● **Material provided**:
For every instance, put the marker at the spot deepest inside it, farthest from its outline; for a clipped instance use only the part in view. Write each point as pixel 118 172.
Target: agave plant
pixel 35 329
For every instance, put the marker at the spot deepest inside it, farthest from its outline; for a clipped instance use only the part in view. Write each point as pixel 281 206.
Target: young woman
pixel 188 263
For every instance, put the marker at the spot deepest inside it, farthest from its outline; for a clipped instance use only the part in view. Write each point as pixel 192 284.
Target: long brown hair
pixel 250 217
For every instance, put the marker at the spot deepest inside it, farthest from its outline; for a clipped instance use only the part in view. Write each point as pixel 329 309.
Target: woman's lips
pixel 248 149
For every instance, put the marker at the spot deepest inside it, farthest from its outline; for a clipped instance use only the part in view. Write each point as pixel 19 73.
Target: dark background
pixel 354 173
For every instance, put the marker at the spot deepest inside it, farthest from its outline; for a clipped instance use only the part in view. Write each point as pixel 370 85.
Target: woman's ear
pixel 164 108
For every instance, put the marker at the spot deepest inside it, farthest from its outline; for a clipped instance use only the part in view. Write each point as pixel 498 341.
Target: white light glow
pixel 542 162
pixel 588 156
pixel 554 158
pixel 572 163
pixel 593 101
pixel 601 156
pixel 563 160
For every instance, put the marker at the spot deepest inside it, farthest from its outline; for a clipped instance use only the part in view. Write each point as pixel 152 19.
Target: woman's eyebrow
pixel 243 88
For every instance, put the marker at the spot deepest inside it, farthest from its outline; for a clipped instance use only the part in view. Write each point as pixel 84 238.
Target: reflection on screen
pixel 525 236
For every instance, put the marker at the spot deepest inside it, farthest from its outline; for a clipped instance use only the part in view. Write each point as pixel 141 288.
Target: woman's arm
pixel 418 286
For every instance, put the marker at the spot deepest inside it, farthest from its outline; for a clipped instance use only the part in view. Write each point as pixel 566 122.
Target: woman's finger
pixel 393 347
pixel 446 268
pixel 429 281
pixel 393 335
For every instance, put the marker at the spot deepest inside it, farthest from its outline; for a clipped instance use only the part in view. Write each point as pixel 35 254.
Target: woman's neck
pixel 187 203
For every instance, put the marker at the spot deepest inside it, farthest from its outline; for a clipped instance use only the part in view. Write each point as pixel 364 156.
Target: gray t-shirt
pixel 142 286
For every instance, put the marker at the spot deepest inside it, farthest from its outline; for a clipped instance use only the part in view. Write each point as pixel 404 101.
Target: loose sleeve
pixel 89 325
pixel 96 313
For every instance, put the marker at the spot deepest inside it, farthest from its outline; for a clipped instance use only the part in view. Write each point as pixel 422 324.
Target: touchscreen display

● **Stated problem**:
Transcribe each entry exactly.

● **Result of this exercise**:
For every instance, put the marker at the spot deepest inside it, farthest from its outline; for a clipped instance use only the part in view. Write each point as pixel 118 172.
Target: agave plant
pixel 35 329
For every instance, put the marker at the spot deepest inside it, farthest from its outline; for a clipped instance use only the part in view. Write each point as pixel 281 206.
Target: young woman
pixel 188 263
For every instance, put the marker at the spot deepest inside it, farthest from its outline; for a clipped instance use only the part in view. Write each point as pixel 192 284.
Target: long brown hair
pixel 250 217
For every instance, put the marker at the spot deepest inside it, farthest from its outline; for a clipped instance use only the part in view. Write each point as pixel 329 309.
Target: woman's lips
pixel 248 149
For every instance, put the marker at the spot deepest inside it, farthest from its outline; for a clipped instance use only the part in view. Write each point as pixel 19 73.
Target: dark background
pixel 354 173
For every instance, put the marker at the spot deepest inside it, farthest from its outline; for a clipped instance use only the part in view. Write each point as pixel 370 85.
Target: woman's ear
pixel 164 108
For every instance, put the marker at the spot deepest inside it, farthest from its outline; for a clipped instance use only the part in view. Write each point as pixel 498 341.
Target: white light glow
pixel 542 162
pixel 588 156
pixel 554 158
pixel 572 163
pixel 593 101
pixel 601 156
pixel 563 160
For every instance, put the marker at the spot deepest inside it, farthest from its outline; for a clipped instance use only the part in view. Write each point as pixel 152 19.
Target: woman's eyebrow
pixel 243 88
For every instance, put the marker at the spot deepest inside it, farthest from its outline; for a clipped instance use only the part in view. Write each point as pixel 84 238.
Target: reflection on screen
pixel 525 236
For every instance, put the marker at the spot deepest inside it, farthest from its outline; for a clipped instance use only the part in view. Write each point as pixel 141 288.
Target: woman's arm
pixel 418 286
For every instance, put the marker at the spot deepest inside it, farthest from its outline; for a clipped instance use only the part in view. Write each point as pixel 566 122.
Target: woman's finger
pixel 393 347
pixel 446 268
pixel 429 281
pixel 393 335
For every instance, put the marker at the spot deepest inside it, farthest from its outline; for a clipped instance use only the part in view. Write each point as pixel 35 254.
Target: woman's neck
pixel 187 203
For every instance, put the marker at the spot deepest inside it, farthest from its outline; for a clipped instance use only the part in view. Write each point as pixel 364 156.
Target: gray t-shirt
pixel 142 286
For every instance, put the marker at the spot deepest inside it, farthest from its outline; for a clipped instance use only the part in view. Write each point as pixel 404 101.
Target: loose sleeve
pixel 89 325
pixel 96 313
For every instance, put the marker at the spot deepest inside it, farthest from its outline; for a clipped instance use only the part in view. Write each point as pixel 422 324.
Target: touchscreen display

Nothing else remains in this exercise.